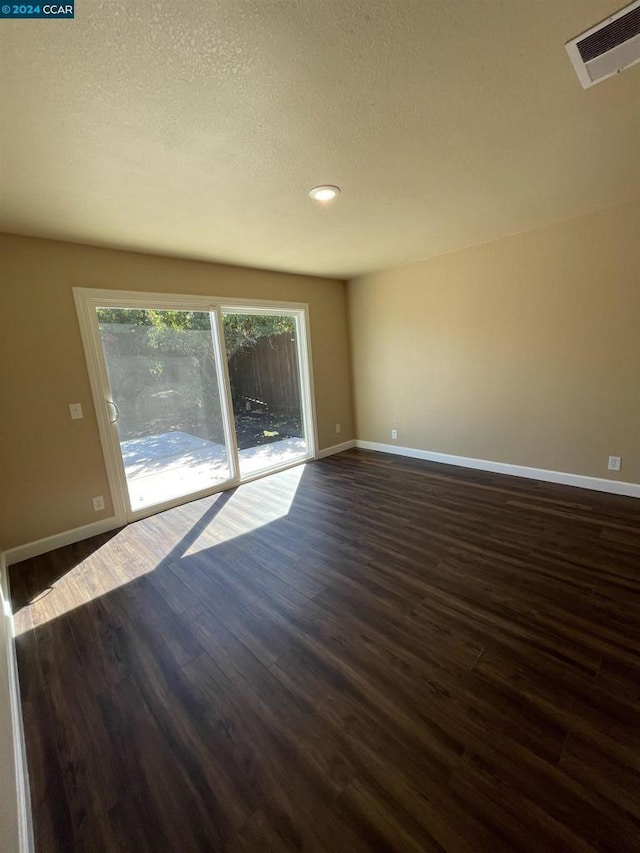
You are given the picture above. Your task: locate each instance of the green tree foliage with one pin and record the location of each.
(240, 330)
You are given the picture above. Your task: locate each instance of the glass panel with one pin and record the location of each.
(264, 374)
(163, 377)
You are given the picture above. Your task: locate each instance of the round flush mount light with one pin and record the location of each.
(326, 192)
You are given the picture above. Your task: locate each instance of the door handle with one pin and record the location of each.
(116, 411)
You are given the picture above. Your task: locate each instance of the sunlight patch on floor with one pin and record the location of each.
(251, 507)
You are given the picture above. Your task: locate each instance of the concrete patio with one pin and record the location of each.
(173, 464)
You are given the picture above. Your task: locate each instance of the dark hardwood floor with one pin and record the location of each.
(367, 653)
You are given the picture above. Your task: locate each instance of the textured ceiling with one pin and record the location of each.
(197, 128)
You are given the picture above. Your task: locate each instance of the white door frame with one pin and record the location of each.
(88, 299)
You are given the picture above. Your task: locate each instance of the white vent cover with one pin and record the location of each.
(607, 48)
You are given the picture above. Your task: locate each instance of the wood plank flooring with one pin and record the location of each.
(366, 653)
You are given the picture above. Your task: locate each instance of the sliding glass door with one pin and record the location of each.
(266, 377)
(191, 397)
(165, 402)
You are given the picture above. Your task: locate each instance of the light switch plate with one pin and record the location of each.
(615, 463)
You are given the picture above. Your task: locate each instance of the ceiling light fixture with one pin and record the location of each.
(326, 192)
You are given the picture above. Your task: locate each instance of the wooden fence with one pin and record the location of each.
(267, 372)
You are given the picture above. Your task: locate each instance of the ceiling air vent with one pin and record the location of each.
(607, 48)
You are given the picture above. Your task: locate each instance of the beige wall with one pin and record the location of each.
(525, 350)
(51, 465)
(9, 825)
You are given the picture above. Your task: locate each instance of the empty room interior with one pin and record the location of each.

^^^^

**PROBLEM REQUIREMENTS**
Output the line that contains "the ceiling light", followed by every later line in the listing, with no line omitted and none added.

**TASK ANSWER**
You are given the picture above. Your task: locate each instance of the ceiling light fixture with one pin and record the location of each.
(326, 192)
You are given the picture above. Your task: locate each instance of the wooden fence with one pin and record the location of each.
(267, 372)
You are given the picture above. Your task: locate each instance of the ceiling air vent with one pin and record the location of each.
(607, 48)
You are given the picture above. Your task: locate each instance of the beige wall with one pin and record the location of each.
(525, 350)
(51, 465)
(9, 825)
You are given the picture above. Your task: locate each instance of the empty room interior with one pin and record the location of each.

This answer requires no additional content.